Image annotation data
>> Start
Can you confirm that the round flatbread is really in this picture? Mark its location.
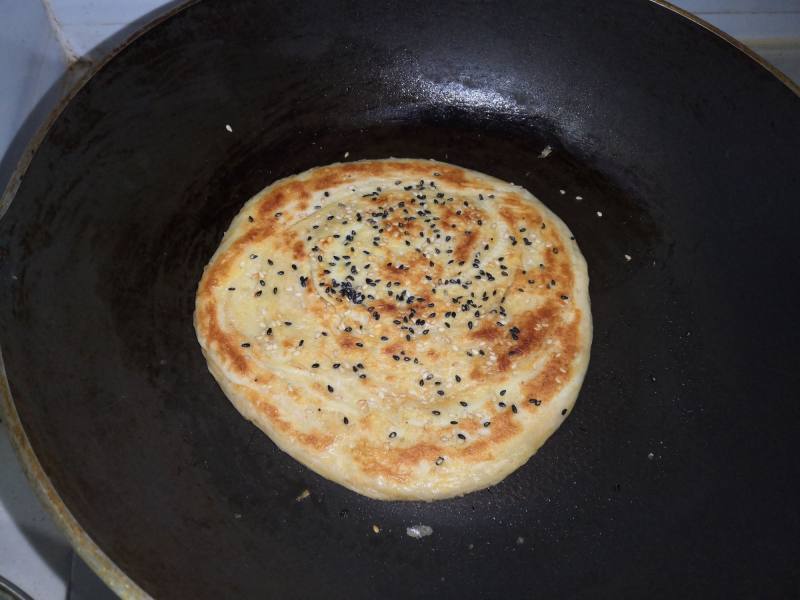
[195,159,592,500]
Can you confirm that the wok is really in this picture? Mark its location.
[0,0,800,599]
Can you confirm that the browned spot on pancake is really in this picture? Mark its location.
[497,206,524,231]
[352,440,443,483]
[458,410,522,462]
[469,321,500,342]
[198,223,273,297]
[383,344,403,356]
[336,333,358,350]
[197,297,247,373]
[453,231,478,260]
[372,299,397,315]
[292,240,306,260]
[498,302,559,371]
[522,309,581,409]
[253,390,334,450]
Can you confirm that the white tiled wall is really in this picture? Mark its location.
[0,0,800,600]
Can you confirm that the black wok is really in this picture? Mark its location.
[0,0,800,599]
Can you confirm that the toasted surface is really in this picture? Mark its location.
[195,159,592,500]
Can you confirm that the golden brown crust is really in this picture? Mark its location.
[195,159,591,499]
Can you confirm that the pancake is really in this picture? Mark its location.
[194,159,592,500]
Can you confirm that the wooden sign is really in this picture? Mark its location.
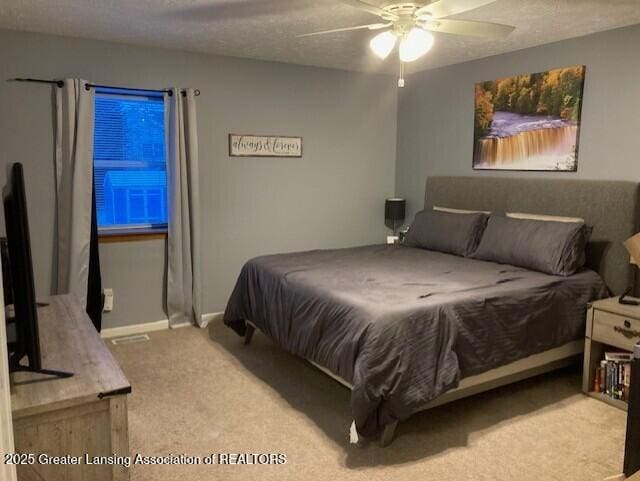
[229,134,302,157]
>> End
- [WHAT IS ASKED]
Quote each of the rows above word for word, leaving out the pictures.

- [EXERCISE SOLUTION]
Can you confirm that the round flatbread is really in this picture? Mark its location.
[195,159,592,500]
Can you confirm that the wok is really in this picture? Mark its location.
[0,0,800,599]
Can you confirm that the browned spot on pancake is really in this picture? Mark its location.
[497,206,524,231]
[352,440,443,483]
[458,410,522,462]
[469,321,500,342]
[198,223,273,297]
[383,344,403,356]
[336,333,358,350]
[197,297,247,373]
[453,231,478,260]
[372,299,397,315]
[292,240,306,260]
[498,302,559,371]
[522,309,581,409]
[253,390,334,450]
Can you confirm that the white tiled wall is really in this picture? Mark its location.
[0,0,800,600]
Can you confirm that the black wok is really in this picture? Mark its location.
[0,0,800,599]
Can you confirm that the toasted surface is really in this picture? Mark its location.
[195,159,592,500]
Can you confirm that the golden brown crust is really in this picture? Mark its location.
[195,159,591,499]
Can you confirm that the pancake is really in this picture? Mark its location.
[194,159,592,500]
Can you confirm that the wooden sign is really in this picture? Mark its location.
[229,134,302,157]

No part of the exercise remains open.